- Supplied passage:

# # # # #

IASB Guidelines for Financial Reporting
The conceptual Framework issued by the International Accounting Standards Board, referred to as IASB here in after in this document, guides the accountants in preparation and presentation of financial statements in accordance with in the International Accounting Standards (IAS) and International Financial Reporting Standards (IFRS). Detailed discussion on the financial reporting of Macmohon Holdings Limited, Marcantile Investments Company Limited and Maca Limited is made in this document.
IASB has issued IASs and IFRSs which are to be followed by the accountants strictly while preparing financial reports. Evaluation of financial statements of few companies listed in ASX has been made here. Along with that the news articles, documents and other research papers shall be evaluated with the objective of understanding nuances of IASs and IFRSs.
Companies are required to comply with appropriate accounting standards to report financial information in a suitable format. IASB has issued number of accounting standards that countries have more or less followed to develop their own sets of accounting standards applicable for financial reporting. Australian Accounting Standards Board (AASB) has issued standards for accounting which Australian companies must follow (Schaltegger and Burritt, 2017).
Disclosure requirements:Number of articles have been written on the importance of increasing the disclosure requirements in financial reports. It is specifically considering the fact that the size and operations of entities over the years have increased multiple times with ever increasing impact of globalization. However, the entities despite becoming so large have not really changed the financial information reported by them. As a result the financial reports prepared under the existing standards applicable are not really capable in properly disclosing the financial position and performance of these large multi-national entities (Christensen et. al. 2015).

# # # # #

- Raw data:
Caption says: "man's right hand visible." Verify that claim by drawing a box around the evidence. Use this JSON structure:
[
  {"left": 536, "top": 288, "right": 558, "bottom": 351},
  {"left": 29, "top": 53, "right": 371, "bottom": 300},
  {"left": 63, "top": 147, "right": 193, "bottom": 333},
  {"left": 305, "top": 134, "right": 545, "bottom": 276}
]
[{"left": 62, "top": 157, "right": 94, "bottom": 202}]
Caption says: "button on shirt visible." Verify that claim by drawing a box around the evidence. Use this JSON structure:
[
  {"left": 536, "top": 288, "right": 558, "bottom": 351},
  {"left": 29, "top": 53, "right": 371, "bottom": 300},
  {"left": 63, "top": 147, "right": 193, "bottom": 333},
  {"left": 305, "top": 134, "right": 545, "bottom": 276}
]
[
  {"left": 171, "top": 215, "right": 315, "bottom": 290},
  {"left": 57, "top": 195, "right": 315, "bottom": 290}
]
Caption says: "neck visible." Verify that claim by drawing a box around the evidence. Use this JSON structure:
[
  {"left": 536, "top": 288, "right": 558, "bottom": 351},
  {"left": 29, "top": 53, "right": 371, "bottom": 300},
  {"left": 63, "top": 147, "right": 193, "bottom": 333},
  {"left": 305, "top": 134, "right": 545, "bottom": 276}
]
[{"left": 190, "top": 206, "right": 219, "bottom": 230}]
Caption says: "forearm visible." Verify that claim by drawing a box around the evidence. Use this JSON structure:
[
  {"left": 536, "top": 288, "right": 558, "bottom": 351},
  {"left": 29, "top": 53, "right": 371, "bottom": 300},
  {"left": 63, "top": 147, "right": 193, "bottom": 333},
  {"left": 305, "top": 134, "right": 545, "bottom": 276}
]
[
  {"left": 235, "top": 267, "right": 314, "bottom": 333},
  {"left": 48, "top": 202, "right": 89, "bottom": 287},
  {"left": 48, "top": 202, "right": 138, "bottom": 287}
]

# # # # #

- Instruction 1:
For each statement, say whether it agrees with the passage on IASB guidelines, answering yes or no and quoting the words of the passage that decide it.
(a) Australian companies must follow the standards issued by the AASB.
(b) Entities have greatly changed the financial information they report as they have grown larger.
(c) The companies whose financial statements are evaluated are listed in ASX.
- Instruction 2: Summarize the passage on IASB guidelines in two sentences.
- Instruction 3: According to the passage on IASB guidelines, why are financial reports prepared under the existing standards not capable of properly disclosing the position and performance of large multinational entities?
The items have no part in this work.

- Complete response 1:
(a) Yes: "Australian Accounting Standards Board (AASB) has issued standards for accounting which Australian companies must follow"
(b) No: "the entities despite becoming so large have not really changed the financial information reported by them"
(c) Yes: "Evaluation of financial statements of few companies listed in ASX has been made here."

- Complete response 2: The IASB's conceptual Framework and its IASs and IFRSs guide accountants in preparing financial statements, and the document evaluates the financial reporting of a few ASX-listed companies, while countries such as Australia have built their own standards based on IASB standards. Many articles call for greater disclosure because entities have grown hugely with globalization without changing what they report, so reports under existing standards do not properly disclose the position and performance of large multinational entities.

- Complete response 3: Entities have grown many times in size and operations over the years as globalization has increased. Despite becoming so large, they have not really changed the financial information they report. As a result, reports under the existing standards fall short for these large multinational entities.